* **Selection**:
┌────────
Calculation of time for temperature rise in pipe 2

[jschae8636]

I need a quick and dirty method for calculating the time it takes for the temperature of a meat mixture (of which the properties I do not know, and they would change with every load) to rise from 40 to 45 degrees F or any temperature I'm interested in.

The meat mixture is in a pipe 170ft in length, I would be happy with an approximation for a straight pipe. Stainless steel 6" diameter 10S? Not 100% sure on the schedule.

Air temp outside the pipe is 90 degrees F and the meat mixture is not moving.

I want to know how long it could sit in the pipe and we could still use it ie at a given temperature.

Thanks for any help
JC

 

[25362]

A (very) rough estimate assuming the contents have water thermophysical properties and the surrounding air is still, using a Gurney-Lurie diagram resulted in about 2 hours for the center of the pipe to reach 45 deg F.
Kindly tell me whether this result is in the ballpark, so to say.

 

[friartuck]

Thats one hell of a sausage.
ASHRAE have properties of various meats in. I you want a value post a reply..

Friar Tuck of Sherwood

 

[jschae8636]

25362,

This is in the ballpark. We had assumed 2 hours. I don't know the actual calc...........if it's not too long can you post it?

Thanks!!

 

[25362]

It's not too long, but is based on a semi-log G-L diagram I found in an old book for heating and cooling an infinitely long cylinder. I don't have the book with me now.

The ordinate (on a logarithmic scale) is ([θ]_o-[θ])/([θ]_o-[θ]₁) in this case: (90-45)/(90-40)=0.9.

From the series of curves one selects the group of straight lines corresponding to m=k/(h.r). In SI units for water:
k=0.58 W/(m.K), h(still air)=100 W/(m².K), r=0.076 m. Resulting in m~0.08.

At the center of the pipe it would give an x (abscisa in a linear scale) value of 0.2.

Where (0.2)([ρ])(Cp)(r²)/k = time

[ρ]=density (water)~1000 kg/m³
Cp=4200 J/(kg.K)=4200 (W.s)/(kg.K)
k=0.58 W/(m.K)
r=0.076 m

time= (0.2)(1000)(4200)(0.076²)/0.58=8365 s ~ 2.3 hours.

This exercise shows an indicative result that should be checked in practice. Please note this is an estimate for the center of the pipe. In fact, the more one moves towards the periphery the (exponentially) shorter is the time it takes to reach 45 deg F, and when one deals with food quality one should be careful and possibly consider taking safety factors.

I'm sorry that I'm unable to send you the G-L diagram. I assume you'd be able to find it in books dedicated to heat transfer, in general, and to unsteady state heat transfer, in particular.
└────────
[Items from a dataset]
┌────────
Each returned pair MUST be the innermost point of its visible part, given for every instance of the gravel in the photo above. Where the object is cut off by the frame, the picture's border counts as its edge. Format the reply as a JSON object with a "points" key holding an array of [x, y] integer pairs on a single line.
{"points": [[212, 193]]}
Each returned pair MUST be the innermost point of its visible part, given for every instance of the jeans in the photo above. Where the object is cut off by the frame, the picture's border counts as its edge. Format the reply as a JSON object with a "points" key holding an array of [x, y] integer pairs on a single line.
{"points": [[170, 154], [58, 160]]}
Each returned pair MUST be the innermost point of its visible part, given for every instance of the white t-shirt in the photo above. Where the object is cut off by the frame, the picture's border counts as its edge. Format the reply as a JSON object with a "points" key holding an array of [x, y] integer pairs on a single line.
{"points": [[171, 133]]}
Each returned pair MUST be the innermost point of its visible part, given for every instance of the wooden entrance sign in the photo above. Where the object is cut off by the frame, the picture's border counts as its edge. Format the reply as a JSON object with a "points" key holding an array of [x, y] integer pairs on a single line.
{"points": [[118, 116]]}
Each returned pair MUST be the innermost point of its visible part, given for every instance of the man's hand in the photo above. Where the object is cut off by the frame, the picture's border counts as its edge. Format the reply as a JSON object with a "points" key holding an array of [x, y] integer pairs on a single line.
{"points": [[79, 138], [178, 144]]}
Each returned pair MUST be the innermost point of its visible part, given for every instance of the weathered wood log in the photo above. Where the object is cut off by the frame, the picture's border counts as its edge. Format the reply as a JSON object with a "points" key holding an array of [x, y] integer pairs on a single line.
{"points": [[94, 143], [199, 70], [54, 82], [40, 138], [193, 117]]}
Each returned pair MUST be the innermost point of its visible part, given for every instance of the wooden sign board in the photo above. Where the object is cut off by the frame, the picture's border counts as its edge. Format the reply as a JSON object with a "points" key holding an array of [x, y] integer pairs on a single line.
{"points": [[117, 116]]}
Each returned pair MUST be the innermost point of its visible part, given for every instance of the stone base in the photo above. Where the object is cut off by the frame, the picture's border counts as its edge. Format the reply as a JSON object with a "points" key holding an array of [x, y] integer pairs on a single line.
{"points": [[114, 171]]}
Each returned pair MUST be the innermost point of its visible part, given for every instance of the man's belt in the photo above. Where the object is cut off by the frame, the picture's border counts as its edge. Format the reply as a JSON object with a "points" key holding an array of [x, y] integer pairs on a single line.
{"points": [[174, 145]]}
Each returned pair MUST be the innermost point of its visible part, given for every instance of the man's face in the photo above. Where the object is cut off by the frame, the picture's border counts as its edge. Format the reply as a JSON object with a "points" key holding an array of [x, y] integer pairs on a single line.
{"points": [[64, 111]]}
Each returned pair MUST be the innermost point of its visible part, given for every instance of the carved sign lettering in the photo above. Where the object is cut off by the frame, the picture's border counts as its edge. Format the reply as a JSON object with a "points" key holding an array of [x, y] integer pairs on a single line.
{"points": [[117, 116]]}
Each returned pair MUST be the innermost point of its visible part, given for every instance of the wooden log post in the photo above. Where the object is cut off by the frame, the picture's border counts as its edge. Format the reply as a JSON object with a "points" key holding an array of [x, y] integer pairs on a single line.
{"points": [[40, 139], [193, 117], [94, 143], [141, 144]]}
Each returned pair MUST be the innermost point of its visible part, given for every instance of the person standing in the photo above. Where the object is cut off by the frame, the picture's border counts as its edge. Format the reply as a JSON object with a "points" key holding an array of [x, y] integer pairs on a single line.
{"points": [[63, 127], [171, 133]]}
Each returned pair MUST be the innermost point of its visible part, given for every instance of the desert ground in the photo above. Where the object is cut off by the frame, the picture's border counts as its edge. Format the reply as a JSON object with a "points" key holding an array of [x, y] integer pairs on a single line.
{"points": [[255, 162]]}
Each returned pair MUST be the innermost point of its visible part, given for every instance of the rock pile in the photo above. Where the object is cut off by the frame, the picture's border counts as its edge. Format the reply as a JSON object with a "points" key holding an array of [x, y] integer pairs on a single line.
└────────
* **Goal**:
Answer these questions from the thread about meat warming in a pipe:
1. How long is the pipe that holds the meat mixture?
2. What is the air temperature outside the pipe?
3. What time had the first poster's side already assumed?

* **The solution**:
1. 170 ft
2. 90 degrees F
3. 2 hours